STATED TASK A:
According to the text on the World War One souvenir, what everyday jewelry did the writer's grandmother keep in her small brass box?
STATED TASK B:
From the text on the World War One souvenir, return the passage that begins at the words "TEXT BY SAHIBA" and ends after the words "the following night.".
STATED TASK C:
Supply the next part of the text on the grandmother's brass box and the World War One souvenir, continuing from its final sentence.

Souvenir from the trenches of World War One

TEXT BY SAHIBA BHATIA and AANCHAL MALHOTRA
PHOTOGRAPHS BY SAHIBA BHATIA
Indore, India

My grandmother, Jagdeesh Kaur Bhatia, kept the jewellery she wore on a day-to-day basis — a gold necklace and pair of earrings- in a small brass box that never fully closed. Though I never saw it myself, despite being around her most of my childhood until she died in 2011, I can imagine her peeling off the chain at night and reaching behind each earlobe to unscrew the stones, placing them both securely inside the box, and then finally closing the lid that would not fully shut. I can imagine her thinking it to be a decrepit item; that she must remember to get the lid fixed, only to forget about it completely until it was time to deposit her jewellery into it again the following night.

GIVEN MATERIAL:
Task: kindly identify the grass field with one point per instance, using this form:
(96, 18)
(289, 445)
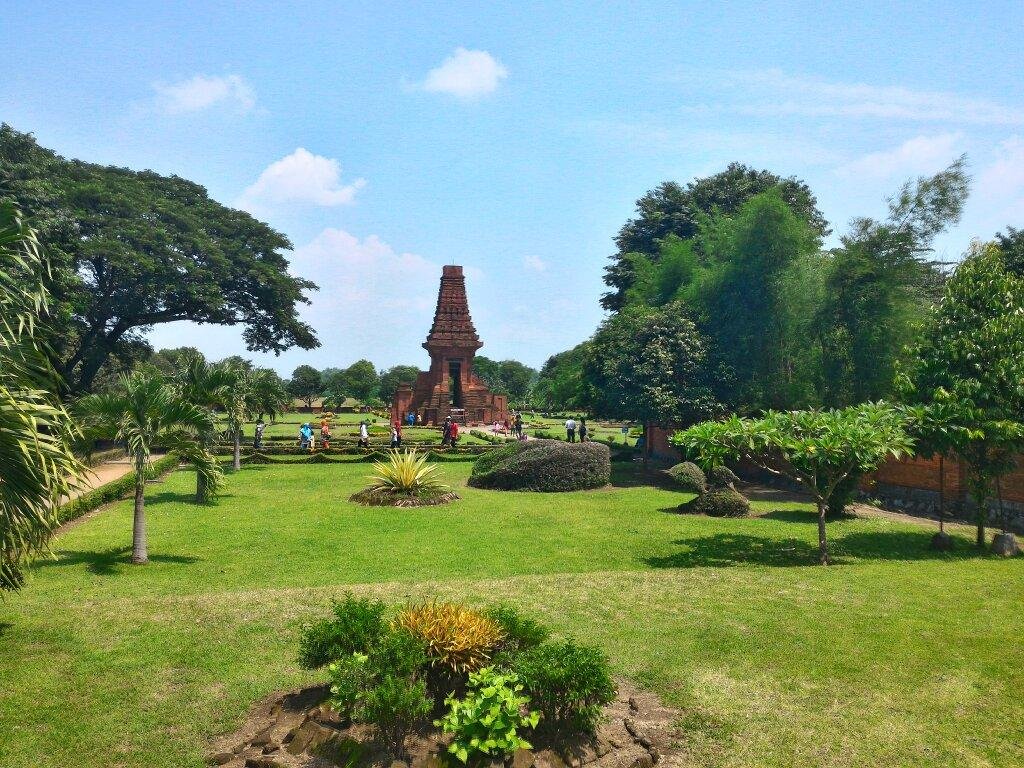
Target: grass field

FINAL RESULT A:
A gold necklace and a pair of earrings.

FINAL RESULT B:
TEXT BY SAHIBA BHATIA and AANCHAL MALHOTRA
PHOTOGRAPHS BY SAHIBA BHATIA
Indore, India

My grandmother, Jagdeesh Kaur Bhatia, kept the jewellery she wore on a day-to-day basis — a gold necklace and pair of earrings- in a small brass box that never fully closed. Though I never saw it myself, despite being around her most of my childhood until she died in 2011, I can imagine her peeling off the chain at night and reaching behind each earlobe to unscrew the stones, placing them both securely inside the box, and then finally closing the lid that would not fully shut. I can imagine her thinking it to be a decrepit item; that she must remember to get the lid fixed, only to forget about it completely until it was time to deposit her jewellery into it again the following night.

FINAL RESULT C:
Little did she know, and I wish I could tell her now, that she was keeping her gold in a box that had history etched onto its very surface, history that would help me trace the possible explanation – and in turn the secret family lineage – of how this box from 1914 made its way to us, all the way from Western Front of the First World War, to the Rawalpindi of Undivided Punjab to the Indore of Independent India. 

For a while, my father used this box to store a menagerie of items – a tiny maroon leather gutka emblazoned with ‘Japji Sahib’ on the jacket, a string of off-white prayer beads, a Canadian badge and a few foreign coins – before he passed it down to me. At first, I didn’t pay close attention to it because it looked like just any rusted old box. But when I looked carefully at the inscriptions on the lid, I was intrigued. The first thing that caught my eye was the bold lettering of CHRISTMAS 1914 on the lower part of the box. I found it strange that my Sikh grandmother would possess an item that had ‘Christmas’ engraved on its surface and presumably belonged in an era years before her birth in 1949.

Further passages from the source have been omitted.